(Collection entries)
(begin)

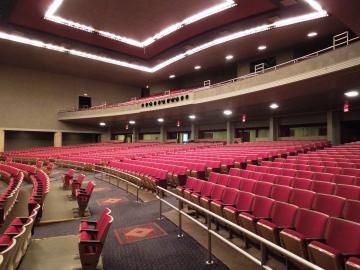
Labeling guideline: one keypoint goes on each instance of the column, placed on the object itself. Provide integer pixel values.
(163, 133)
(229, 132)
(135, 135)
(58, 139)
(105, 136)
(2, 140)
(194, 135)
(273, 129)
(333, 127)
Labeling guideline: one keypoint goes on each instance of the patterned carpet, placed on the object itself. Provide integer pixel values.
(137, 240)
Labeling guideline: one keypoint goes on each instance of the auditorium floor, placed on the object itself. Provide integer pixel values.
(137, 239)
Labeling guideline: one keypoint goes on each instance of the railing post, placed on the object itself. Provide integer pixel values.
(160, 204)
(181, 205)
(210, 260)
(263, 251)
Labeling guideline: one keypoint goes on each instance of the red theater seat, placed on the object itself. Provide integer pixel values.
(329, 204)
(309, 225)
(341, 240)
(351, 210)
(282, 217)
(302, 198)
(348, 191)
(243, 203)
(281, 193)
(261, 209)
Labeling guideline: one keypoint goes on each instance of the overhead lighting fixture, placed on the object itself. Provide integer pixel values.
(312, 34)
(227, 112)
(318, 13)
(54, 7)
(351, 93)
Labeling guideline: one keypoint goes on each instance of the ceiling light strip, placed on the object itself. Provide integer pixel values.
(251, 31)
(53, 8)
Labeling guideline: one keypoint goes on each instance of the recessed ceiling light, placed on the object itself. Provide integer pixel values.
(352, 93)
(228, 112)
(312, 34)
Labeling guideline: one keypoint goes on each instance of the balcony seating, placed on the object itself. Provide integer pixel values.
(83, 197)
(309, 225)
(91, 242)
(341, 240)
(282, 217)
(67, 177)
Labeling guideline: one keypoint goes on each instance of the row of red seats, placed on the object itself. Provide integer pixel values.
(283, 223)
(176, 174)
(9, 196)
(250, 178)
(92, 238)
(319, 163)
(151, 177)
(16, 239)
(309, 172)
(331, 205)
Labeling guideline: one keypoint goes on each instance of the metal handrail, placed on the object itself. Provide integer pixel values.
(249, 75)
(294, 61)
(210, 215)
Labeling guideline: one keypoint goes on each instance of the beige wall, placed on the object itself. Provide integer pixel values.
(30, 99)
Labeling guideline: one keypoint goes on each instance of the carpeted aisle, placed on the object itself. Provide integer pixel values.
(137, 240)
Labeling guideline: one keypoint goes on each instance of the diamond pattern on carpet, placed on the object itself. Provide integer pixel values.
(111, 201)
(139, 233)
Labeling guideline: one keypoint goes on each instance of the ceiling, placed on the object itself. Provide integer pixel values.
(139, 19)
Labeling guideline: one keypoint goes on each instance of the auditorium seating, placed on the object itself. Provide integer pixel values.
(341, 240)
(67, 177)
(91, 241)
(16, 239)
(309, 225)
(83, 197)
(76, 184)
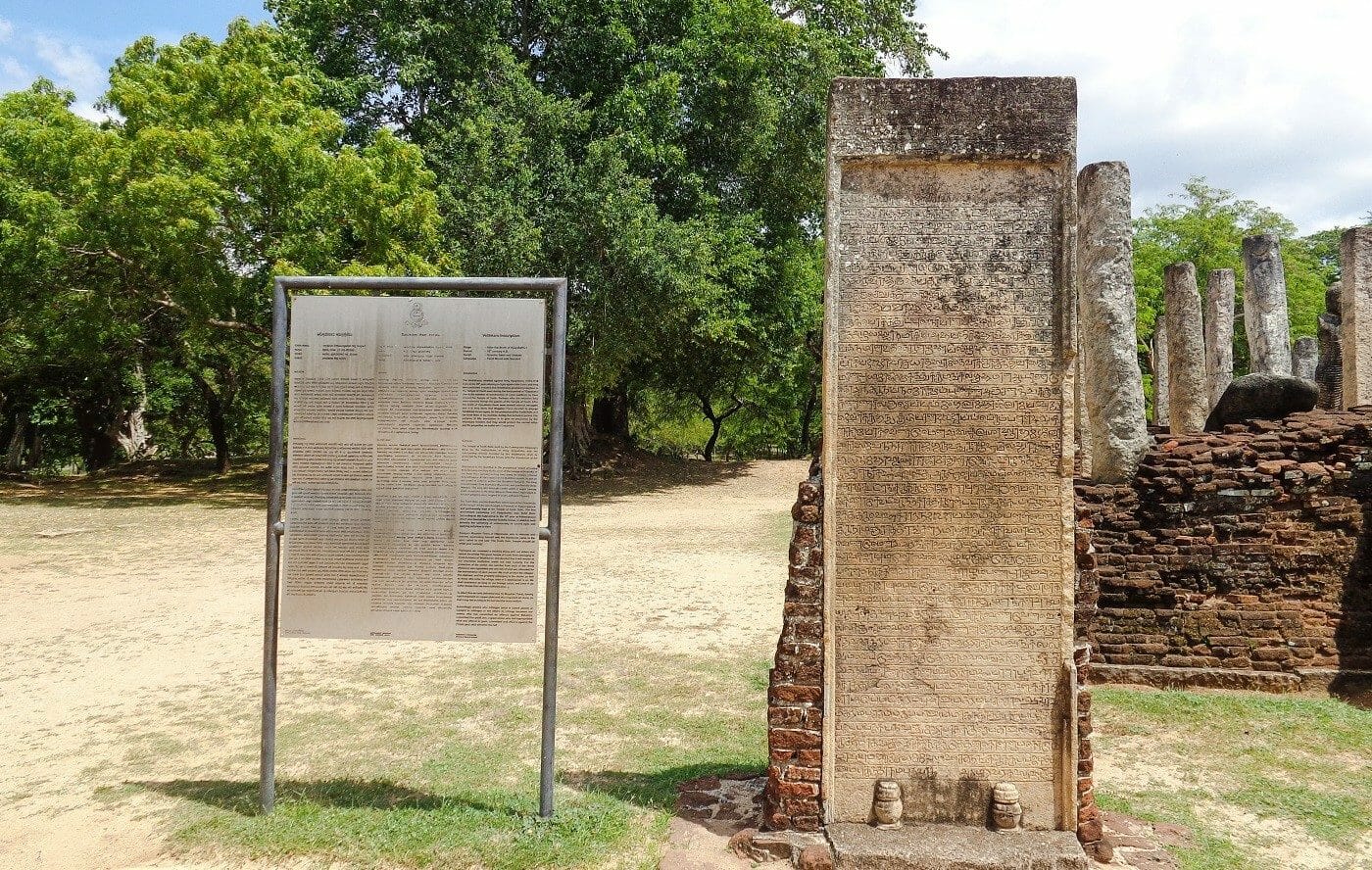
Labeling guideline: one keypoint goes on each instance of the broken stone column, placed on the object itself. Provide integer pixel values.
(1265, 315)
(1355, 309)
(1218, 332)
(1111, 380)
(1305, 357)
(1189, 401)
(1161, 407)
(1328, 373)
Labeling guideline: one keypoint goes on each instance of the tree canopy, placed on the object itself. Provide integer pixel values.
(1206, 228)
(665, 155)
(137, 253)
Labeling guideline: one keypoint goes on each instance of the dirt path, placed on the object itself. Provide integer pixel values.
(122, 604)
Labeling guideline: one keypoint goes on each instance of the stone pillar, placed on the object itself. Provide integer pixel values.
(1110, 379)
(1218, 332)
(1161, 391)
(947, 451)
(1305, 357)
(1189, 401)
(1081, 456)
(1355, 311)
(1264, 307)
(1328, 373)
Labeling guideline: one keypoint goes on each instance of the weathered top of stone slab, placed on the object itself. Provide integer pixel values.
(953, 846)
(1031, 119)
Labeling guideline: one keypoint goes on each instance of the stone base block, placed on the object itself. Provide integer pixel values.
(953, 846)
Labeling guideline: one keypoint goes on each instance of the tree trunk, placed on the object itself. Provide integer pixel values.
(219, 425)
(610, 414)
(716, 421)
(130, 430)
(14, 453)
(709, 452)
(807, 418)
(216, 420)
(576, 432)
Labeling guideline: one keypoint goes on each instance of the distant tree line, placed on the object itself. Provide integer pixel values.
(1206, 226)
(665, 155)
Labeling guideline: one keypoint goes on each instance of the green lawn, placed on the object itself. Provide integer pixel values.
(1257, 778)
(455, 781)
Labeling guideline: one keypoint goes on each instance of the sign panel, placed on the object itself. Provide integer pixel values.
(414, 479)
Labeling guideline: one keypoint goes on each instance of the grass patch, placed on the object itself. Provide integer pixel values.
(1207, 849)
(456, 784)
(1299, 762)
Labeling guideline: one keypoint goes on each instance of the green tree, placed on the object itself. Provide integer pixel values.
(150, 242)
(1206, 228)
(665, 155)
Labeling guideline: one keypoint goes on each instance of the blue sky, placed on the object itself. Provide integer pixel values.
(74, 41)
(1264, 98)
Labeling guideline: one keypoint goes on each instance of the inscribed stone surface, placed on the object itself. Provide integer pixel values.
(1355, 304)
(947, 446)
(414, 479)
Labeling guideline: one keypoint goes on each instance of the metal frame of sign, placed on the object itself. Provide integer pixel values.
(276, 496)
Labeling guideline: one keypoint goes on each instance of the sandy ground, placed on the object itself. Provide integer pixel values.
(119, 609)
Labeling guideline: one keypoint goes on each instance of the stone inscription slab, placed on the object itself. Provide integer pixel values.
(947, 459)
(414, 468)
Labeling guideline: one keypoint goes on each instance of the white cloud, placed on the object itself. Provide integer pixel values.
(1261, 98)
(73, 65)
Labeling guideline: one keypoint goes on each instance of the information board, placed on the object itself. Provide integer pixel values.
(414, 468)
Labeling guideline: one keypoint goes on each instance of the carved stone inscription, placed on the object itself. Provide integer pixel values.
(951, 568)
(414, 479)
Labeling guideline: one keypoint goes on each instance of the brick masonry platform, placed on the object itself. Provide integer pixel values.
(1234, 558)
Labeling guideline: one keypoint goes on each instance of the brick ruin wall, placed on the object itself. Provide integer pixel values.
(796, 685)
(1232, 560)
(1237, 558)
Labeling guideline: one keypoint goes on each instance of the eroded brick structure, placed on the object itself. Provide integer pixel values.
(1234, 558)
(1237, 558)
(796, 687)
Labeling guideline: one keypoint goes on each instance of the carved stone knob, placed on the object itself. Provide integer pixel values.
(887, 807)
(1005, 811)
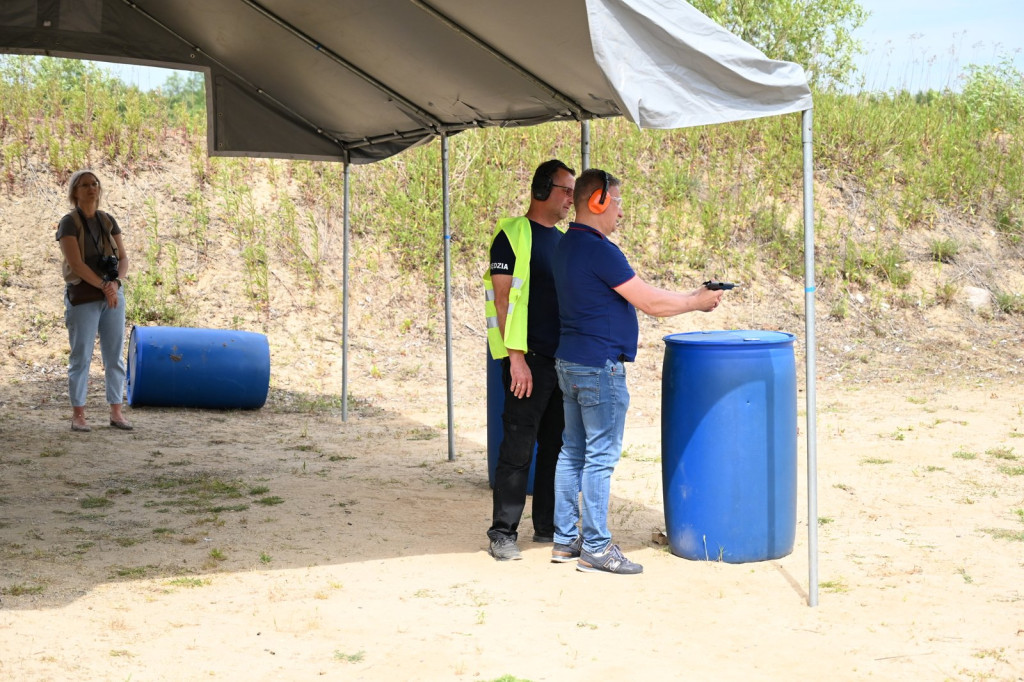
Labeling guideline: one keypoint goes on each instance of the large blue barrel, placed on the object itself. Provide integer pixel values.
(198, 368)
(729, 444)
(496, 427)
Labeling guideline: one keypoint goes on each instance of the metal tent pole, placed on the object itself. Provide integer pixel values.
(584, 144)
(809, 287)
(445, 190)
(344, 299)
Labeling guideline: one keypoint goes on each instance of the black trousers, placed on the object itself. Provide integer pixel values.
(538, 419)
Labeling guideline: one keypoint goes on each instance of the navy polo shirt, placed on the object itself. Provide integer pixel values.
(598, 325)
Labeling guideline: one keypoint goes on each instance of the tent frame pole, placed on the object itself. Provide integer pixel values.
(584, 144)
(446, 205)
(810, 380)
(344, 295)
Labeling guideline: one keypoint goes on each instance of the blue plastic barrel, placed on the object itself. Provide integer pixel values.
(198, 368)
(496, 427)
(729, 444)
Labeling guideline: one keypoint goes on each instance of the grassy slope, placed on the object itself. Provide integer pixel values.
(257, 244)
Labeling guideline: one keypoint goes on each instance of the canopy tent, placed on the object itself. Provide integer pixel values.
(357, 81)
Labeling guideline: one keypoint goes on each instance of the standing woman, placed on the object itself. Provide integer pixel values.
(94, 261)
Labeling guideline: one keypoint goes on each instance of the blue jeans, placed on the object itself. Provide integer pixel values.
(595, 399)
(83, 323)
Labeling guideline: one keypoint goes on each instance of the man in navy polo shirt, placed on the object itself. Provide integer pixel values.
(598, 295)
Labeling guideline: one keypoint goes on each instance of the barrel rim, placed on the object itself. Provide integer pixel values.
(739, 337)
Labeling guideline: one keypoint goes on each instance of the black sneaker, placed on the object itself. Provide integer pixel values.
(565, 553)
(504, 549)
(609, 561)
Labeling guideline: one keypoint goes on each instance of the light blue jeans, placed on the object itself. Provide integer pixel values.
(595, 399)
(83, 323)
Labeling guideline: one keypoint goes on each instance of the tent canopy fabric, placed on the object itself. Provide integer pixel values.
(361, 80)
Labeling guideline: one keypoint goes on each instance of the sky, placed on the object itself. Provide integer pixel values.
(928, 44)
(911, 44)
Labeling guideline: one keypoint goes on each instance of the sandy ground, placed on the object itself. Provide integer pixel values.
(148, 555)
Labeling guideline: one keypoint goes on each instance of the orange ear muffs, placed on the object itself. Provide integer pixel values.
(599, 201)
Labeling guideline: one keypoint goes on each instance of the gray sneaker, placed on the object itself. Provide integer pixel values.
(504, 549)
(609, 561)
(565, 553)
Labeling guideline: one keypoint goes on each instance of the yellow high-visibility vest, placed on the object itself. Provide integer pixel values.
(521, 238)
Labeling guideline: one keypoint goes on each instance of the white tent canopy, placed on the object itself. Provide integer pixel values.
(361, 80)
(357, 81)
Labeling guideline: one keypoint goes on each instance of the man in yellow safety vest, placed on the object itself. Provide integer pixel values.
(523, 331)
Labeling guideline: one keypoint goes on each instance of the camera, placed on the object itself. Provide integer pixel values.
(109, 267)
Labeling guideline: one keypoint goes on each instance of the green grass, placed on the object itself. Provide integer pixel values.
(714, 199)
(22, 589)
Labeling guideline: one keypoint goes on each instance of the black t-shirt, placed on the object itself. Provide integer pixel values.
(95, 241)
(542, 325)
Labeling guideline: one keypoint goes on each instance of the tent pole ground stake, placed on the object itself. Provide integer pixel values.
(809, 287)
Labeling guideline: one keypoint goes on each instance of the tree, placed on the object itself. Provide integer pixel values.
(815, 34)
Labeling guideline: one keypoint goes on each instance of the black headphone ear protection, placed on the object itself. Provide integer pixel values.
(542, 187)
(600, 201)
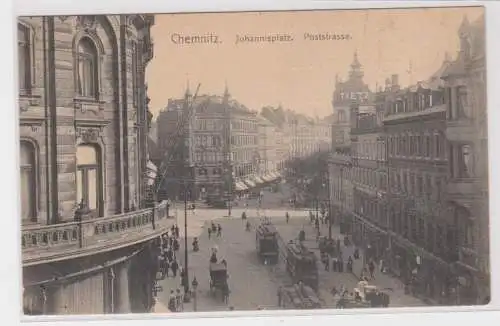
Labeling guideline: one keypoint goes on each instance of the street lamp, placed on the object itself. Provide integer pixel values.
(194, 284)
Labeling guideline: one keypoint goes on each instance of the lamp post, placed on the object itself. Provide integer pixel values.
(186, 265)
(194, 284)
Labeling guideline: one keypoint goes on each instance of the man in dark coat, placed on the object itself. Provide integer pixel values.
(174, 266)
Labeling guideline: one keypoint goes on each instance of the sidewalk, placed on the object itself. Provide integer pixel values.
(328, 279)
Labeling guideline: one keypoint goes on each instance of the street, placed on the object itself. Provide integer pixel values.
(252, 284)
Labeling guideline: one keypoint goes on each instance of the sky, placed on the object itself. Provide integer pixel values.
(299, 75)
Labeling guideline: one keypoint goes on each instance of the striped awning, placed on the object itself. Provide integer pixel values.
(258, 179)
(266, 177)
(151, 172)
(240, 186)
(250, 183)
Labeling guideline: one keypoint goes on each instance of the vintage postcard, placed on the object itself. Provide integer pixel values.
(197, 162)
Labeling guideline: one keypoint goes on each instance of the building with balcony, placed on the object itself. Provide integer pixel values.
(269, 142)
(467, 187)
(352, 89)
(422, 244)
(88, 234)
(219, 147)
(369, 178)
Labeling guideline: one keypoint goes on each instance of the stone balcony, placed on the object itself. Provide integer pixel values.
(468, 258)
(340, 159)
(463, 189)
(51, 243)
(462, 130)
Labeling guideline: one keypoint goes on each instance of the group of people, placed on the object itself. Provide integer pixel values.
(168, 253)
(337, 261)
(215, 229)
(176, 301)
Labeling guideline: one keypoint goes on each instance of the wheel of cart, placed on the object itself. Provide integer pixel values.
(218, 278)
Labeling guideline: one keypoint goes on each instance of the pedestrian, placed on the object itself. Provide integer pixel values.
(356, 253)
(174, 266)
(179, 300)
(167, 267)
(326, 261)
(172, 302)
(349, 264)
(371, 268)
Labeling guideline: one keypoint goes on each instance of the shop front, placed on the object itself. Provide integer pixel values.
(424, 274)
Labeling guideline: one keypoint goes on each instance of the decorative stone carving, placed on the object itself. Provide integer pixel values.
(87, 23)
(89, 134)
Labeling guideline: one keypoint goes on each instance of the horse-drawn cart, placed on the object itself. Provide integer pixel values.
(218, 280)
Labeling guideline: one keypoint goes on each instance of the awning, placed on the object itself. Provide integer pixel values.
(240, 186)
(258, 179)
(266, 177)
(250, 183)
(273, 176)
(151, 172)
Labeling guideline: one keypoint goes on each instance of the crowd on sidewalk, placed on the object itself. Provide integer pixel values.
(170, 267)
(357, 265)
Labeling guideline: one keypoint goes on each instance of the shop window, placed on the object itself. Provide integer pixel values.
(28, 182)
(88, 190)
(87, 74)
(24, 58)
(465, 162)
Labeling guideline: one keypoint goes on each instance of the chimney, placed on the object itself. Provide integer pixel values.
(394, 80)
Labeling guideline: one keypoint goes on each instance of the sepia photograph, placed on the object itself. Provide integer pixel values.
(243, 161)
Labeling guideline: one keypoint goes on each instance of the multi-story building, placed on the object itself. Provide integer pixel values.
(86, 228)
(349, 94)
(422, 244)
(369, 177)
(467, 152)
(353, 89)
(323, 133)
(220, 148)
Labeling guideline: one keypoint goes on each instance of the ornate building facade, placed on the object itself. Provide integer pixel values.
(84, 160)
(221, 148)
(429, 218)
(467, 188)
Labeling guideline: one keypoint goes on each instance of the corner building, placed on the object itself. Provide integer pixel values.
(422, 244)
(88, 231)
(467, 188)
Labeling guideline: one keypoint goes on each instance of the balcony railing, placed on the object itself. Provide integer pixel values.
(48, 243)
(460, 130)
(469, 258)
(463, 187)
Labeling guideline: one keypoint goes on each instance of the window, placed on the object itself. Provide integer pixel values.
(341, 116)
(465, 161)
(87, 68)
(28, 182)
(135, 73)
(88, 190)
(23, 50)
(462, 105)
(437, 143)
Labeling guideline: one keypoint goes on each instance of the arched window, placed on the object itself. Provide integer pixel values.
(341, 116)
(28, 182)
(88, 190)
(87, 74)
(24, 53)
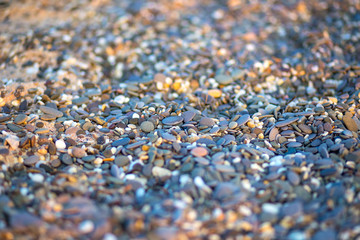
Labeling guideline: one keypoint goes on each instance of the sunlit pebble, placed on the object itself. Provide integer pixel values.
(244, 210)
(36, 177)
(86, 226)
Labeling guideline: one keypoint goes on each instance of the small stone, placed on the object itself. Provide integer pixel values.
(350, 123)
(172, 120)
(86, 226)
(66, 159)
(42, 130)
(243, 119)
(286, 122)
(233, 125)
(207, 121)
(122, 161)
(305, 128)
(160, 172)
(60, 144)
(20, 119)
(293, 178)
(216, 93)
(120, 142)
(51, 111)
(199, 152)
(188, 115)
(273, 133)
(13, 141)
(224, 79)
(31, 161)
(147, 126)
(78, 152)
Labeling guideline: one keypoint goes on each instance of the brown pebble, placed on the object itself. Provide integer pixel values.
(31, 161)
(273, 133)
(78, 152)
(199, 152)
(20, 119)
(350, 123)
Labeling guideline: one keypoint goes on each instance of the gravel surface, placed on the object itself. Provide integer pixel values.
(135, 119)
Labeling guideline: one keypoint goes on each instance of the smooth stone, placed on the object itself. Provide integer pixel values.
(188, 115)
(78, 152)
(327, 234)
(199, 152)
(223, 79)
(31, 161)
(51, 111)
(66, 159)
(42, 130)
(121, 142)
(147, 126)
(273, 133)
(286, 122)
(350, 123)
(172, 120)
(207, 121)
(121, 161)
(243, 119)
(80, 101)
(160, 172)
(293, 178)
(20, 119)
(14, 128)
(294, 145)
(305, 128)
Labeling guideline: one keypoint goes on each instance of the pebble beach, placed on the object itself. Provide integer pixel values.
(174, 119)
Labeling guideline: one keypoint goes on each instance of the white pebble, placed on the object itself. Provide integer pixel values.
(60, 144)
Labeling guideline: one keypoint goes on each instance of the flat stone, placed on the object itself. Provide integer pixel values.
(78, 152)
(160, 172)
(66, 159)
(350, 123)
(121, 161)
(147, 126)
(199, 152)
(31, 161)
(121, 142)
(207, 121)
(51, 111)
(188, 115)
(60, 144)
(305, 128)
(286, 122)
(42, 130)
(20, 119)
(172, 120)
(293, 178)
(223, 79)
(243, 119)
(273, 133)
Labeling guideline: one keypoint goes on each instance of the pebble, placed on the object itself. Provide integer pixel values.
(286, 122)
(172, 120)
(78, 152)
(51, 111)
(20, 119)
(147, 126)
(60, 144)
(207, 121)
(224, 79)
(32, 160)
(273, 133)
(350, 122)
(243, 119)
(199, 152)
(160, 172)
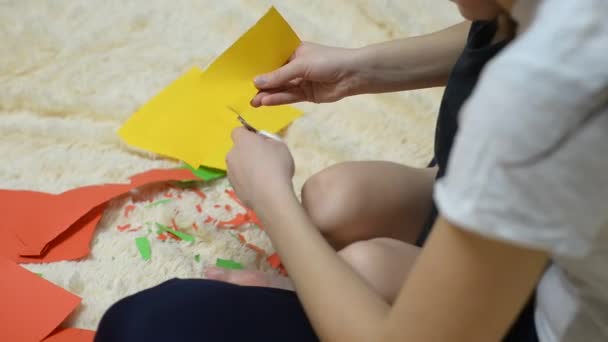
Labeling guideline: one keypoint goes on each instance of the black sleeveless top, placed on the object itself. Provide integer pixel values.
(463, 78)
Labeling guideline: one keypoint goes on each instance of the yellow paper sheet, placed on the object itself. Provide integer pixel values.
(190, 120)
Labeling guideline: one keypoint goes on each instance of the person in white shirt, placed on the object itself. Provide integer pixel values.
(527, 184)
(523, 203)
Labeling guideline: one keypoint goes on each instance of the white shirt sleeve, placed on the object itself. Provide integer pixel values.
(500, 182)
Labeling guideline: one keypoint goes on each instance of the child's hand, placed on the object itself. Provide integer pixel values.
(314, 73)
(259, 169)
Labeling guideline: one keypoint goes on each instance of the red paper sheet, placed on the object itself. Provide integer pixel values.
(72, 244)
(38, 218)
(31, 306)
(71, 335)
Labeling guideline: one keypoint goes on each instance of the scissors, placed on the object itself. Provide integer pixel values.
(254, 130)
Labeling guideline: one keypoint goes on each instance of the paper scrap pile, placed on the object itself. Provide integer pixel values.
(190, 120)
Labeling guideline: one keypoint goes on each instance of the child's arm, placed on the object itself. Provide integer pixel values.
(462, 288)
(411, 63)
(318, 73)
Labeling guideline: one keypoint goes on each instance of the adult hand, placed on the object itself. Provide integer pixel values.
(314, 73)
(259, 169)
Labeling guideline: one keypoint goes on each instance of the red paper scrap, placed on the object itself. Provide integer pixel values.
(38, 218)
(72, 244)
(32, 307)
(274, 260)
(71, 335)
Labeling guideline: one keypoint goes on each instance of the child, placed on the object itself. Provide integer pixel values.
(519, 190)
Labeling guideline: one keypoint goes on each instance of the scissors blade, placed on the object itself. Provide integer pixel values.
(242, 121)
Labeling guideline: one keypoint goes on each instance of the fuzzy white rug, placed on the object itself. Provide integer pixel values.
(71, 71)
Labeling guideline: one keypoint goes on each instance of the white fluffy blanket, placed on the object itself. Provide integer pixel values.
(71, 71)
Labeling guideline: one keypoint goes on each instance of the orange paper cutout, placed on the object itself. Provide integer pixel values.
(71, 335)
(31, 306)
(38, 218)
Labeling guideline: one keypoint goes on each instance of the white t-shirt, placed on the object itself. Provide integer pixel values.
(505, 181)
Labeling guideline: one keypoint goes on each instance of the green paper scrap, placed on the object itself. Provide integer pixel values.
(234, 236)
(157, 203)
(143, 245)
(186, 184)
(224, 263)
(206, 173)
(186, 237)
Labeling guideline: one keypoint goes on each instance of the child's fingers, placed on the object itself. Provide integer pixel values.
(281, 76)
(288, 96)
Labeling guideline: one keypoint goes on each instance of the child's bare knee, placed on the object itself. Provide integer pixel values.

(end)

Objective:
Every line from the one containing "red paper scrap, placed" through the end of the data must be repeated exactly, and no other line.

Answer in full:
Labeling guideline: one keypoint goes on each instance of the red paper scrap, placed on the object itself. Provide integer pixel values.
(38, 218)
(72, 244)
(32, 307)
(274, 260)
(71, 335)
Labeling guideline: one keypoint goes on each instance of the child, placed on the object itself. Provide integer pixel values.
(519, 190)
Labeling guideline: one keypoint goes on each instance of the scissors blade, placed on the object itself. Provide integer pixel values.
(242, 121)
Labeling guideline: one keypoint goes on each instance of the fuzzy white rug, placed on the object itself. Provide integer pixel values.
(71, 71)
Labeling guideline: one keypoint goes on each instance of the white fluffy blanket, placed on the object itself. Provide integer pixel values.
(71, 71)
Labeling guideline: one keypoint goes on each instance of the orange paper cutout, placed on the object itself. Provide integer pixel values.
(71, 335)
(31, 306)
(38, 218)
Labeling guideline: one keypoint goes on each instance of the white t-shirt, placed on the object itself. Provide integer pixel values.
(505, 181)
Labeling guideline: one keypoint goes on each instance of the green paper scrap, placed on the object itself. Provide integer pixel values.
(234, 236)
(157, 203)
(143, 245)
(186, 184)
(224, 263)
(206, 173)
(186, 237)
Labeling guideline: one keypoint goes on each instance of the child's fingers, placed on the object itself. Provide integer pixel values.
(281, 76)
(288, 96)
Labeling guideline: one keypoint goes on each instance of the child's bare knee, placed on the object itself. Provide integer pixel values.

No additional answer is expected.